INFORMATION GIVEN ->

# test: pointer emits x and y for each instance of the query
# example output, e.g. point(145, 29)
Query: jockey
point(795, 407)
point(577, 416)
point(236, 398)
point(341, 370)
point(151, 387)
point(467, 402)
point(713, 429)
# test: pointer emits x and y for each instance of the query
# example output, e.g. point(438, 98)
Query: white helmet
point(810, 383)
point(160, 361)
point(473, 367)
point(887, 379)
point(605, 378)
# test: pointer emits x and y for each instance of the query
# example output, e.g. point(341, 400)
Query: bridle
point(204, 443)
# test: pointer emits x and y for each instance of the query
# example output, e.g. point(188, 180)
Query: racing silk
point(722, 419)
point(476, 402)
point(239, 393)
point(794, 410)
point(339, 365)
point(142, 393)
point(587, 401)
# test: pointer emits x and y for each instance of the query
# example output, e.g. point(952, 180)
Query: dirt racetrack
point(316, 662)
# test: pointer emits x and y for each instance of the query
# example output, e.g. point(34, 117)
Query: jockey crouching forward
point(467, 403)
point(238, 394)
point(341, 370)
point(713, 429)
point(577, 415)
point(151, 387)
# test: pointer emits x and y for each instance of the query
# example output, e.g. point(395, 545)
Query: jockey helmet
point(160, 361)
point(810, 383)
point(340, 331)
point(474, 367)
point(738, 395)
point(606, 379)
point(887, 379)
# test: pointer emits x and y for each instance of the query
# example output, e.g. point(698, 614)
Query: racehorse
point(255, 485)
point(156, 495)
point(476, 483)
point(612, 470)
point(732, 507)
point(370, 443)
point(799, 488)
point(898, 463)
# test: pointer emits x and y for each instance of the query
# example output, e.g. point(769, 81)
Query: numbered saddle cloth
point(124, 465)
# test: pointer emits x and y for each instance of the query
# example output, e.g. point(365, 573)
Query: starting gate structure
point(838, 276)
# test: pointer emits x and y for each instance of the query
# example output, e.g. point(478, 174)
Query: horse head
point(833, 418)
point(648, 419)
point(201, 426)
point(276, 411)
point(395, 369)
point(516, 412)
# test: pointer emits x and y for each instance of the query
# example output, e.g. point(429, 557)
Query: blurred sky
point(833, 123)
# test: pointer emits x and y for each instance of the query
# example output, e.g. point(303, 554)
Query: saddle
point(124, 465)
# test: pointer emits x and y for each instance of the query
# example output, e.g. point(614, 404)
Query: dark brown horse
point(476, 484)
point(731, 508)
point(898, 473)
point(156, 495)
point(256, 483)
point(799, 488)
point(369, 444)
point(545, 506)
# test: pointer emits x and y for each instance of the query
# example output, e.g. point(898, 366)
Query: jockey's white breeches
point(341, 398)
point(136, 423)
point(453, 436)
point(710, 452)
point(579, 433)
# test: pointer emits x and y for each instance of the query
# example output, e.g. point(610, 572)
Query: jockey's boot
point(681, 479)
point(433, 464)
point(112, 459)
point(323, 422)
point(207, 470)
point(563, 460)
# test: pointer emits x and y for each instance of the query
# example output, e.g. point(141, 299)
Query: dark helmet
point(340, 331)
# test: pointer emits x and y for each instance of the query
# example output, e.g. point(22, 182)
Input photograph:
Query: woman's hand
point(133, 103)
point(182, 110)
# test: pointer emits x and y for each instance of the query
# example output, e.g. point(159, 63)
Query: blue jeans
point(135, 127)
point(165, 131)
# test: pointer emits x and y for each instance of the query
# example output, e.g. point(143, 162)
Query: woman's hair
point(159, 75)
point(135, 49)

SHORT TASK -> Repeat all of the records above, swapping "pointer" for "locator" everywhere it occurs and leaving every other character as it is.

IN RESPONSE ->
# test: locator emits x and y for each instance of the query
# example output, e.g. point(145, 29)
Query: jockey
point(795, 407)
point(577, 416)
point(236, 398)
point(341, 370)
point(151, 387)
point(467, 402)
point(713, 429)
# test: locator emits x and y for each instance of the query
# example output, e.g. point(438, 98)
Query: white helmet
point(810, 383)
point(160, 361)
point(473, 367)
point(887, 379)
point(605, 378)
# test: locator emits x and y for each instance of the query
# example output, e.g. point(341, 400)
Query: bridle
point(204, 443)
# test: locator emits x and y for each instance of the query
# example output, e.g. point(188, 180)
Query: racing silk
point(722, 419)
point(476, 402)
point(239, 393)
point(794, 410)
point(339, 365)
point(142, 393)
point(587, 401)
# test: locator emits x and y for each instance of the query
# example output, e.g. point(952, 180)
Query: dirt racetrack
point(316, 662)
# test: locator emits x and y for each instance of the query
# example output, e.g. point(34, 117)
Query: jockey crouching forward
point(467, 403)
point(238, 394)
point(341, 370)
point(713, 429)
point(577, 415)
point(151, 387)
# test: locator emits x and y for each instance of the query
# example output, e.g. point(395, 545)
Query: jockey helmet
point(160, 361)
point(810, 383)
point(340, 331)
point(474, 367)
point(738, 395)
point(606, 379)
point(887, 379)
# test: locator emits x and y for each instance of the query
# example output, e.g. point(698, 614)
Query: racehorse
point(255, 485)
point(156, 495)
point(476, 483)
point(612, 470)
point(732, 507)
point(370, 443)
point(799, 488)
point(898, 463)
# test: locator emits x and y for each instance of the query
# example output, e.g. point(769, 81)
Query: numbered saddle cloth
point(124, 465)
# test: locator emits x and y for each instance of the query
# example output, e.g. point(365, 573)
Query: starting gate structure
point(838, 276)
# test: locator emits x and y for each instance of the query
# example output, e.g. point(478, 174)
Query: horse head
point(833, 418)
point(648, 419)
point(201, 426)
point(276, 411)
point(395, 369)
point(516, 412)
# test: locator emits x and y for each instance of the query
# example output, e.g. point(429, 557)
Query: blurred sky
point(833, 123)
# test: locator emits x and y for each instance of the query
# example output, e.g. point(303, 554)
Query: saddle
point(124, 465)
# test: locator emits x and y for each instance of the query
# example output, e.g. point(614, 404)
Query: dark brown horse
point(476, 484)
point(731, 508)
point(898, 473)
point(156, 495)
point(256, 483)
point(799, 488)
point(369, 444)
point(545, 506)
# test: locator emits x and y for each instance of the query
# example output, e.g. point(898, 366)
Query: jockey's white breeches
point(341, 398)
point(136, 423)
point(453, 436)
point(710, 452)
point(579, 433)
# test: locator emits x and y for each instance of the query
# example output, e.g. point(610, 572)
Query: jockey's boot
point(681, 479)
point(433, 464)
point(112, 459)
point(323, 422)
point(207, 470)
point(563, 460)
# test: locator emits x and y for each instance of the query
# example output, e.g. point(141, 299)
Query: dark helmet
point(340, 331)
# test: locator emits x and y for each instance of the query
# example output, e.g. point(22, 182)
Input photograph:
Query: woman's hand
point(133, 103)
point(182, 110)
# test: locator emits x and y for each instance of the query
# example output, e.g. point(159, 63)
Query: blue jeans
point(135, 127)
point(165, 131)
# test: locator emits x and y for each instance of the query
# example output, e.g. point(143, 162)
Query: woman's hair
point(159, 75)
point(135, 49)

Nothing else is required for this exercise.